[Stored data]
- Opening Delimiter -

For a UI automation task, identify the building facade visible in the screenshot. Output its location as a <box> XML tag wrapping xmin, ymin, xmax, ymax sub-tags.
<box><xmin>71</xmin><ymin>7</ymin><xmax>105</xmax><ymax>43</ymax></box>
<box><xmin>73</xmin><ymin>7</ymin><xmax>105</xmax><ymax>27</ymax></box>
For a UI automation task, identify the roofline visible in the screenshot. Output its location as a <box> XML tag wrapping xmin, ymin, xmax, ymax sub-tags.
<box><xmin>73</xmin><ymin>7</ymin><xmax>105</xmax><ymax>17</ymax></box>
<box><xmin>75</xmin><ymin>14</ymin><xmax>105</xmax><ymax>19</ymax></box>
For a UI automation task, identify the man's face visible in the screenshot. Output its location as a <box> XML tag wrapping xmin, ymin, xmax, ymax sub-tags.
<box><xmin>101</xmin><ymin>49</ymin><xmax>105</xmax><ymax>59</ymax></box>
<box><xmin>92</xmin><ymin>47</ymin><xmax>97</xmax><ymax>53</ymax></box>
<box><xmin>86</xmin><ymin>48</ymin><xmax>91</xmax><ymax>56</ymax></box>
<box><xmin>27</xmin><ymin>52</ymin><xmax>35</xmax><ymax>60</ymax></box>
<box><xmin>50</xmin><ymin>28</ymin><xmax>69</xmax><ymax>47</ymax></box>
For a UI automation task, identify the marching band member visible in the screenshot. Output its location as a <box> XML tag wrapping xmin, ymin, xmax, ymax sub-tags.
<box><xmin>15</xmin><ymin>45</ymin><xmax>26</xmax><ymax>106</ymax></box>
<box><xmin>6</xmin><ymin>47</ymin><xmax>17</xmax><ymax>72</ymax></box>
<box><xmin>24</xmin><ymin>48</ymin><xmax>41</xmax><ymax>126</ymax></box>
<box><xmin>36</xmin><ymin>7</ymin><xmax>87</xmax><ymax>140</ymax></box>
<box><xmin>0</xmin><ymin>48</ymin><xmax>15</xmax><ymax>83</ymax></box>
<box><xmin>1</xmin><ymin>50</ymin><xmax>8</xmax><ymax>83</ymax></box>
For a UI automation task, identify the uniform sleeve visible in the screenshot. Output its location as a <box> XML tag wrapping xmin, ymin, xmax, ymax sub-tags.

- Closing Delimiter -

ASSIGNMENT -
Each record above needs to be reproduced exactly as written.

ANSWER TO THE PROBLEM -
For a UI automation task, identify the building facade visible in the screenshot. Output its location as a <box> XML tag wrapping xmin, ymin, xmax, ymax sub-tags.
<box><xmin>71</xmin><ymin>7</ymin><xmax>105</xmax><ymax>43</ymax></box>
<box><xmin>73</xmin><ymin>7</ymin><xmax>105</xmax><ymax>27</ymax></box>
For a UI automation task, identify the roofline visible in the screenshot. Output its location as a <box> XML tag wrapping xmin, ymin, xmax, ymax sub-tags.
<box><xmin>73</xmin><ymin>7</ymin><xmax>105</xmax><ymax>17</ymax></box>
<box><xmin>75</xmin><ymin>14</ymin><xmax>105</xmax><ymax>19</ymax></box>
For a UI automation task, identify the man's face visible in the screenshot. Output its location as a <box> XML tag wrapping xmin, ymin, xmax, ymax sub-tags.
<box><xmin>101</xmin><ymin>49</ymin><xmax>105</xmax><ymax>59</ymax></box>
<box><xmin>92</xmin><ymin>47</ymin><xmax>97</xmax><ymax>53</ymax></box>
<box><xmin>86</xmin><ymin>48</ymin><xmax>91</xmax><ymax>56</ymax></box>
<box><xmin>27</xmin><ymin>52</ymin><xmax>35</xmax><ymax>60</ymax></box>
<box><xmin>50</xmin><ymin>28</ymin><xmax>69</xmax><ymax>47</ymax></box>
For a UI automation task, identify the marching band member visible in the screenshot. Output its location as a <box> XML tag wrapping xmin, ymin, xmax, ymax sub-tags.
<box><xmin>15</xmin><ymin>45</ymin><xmax>26</xmax><ymax>106</ymax></box>
<box><xmin>6</xmin><ymin>47</ymin><xmax>17</xmax><ymax>72</ymax></box>
<box><xmin>24</xmin><ymin>48</ymin><xmax>41</xmax><ymax>126</ymax></box>
<box><xmin>36</xmin><ymin>7</ymin><xmax>87</xmax><ymax>140</ymax></box>
<box><xmin>0</xmin><ymin>48</ymin><xmax>15</xmax><ymax>83</ymax></box>
<box><xmin>1</xmin><ymin>50</ymin><xmax>8</xmax><ymax>83</ymax></box>
For a UI automation task, identify the uniform sleeve visible in the screenshot. Output its location as a <box> XML tag wrapping xmin, ymin, xmax, ymax sub-tags.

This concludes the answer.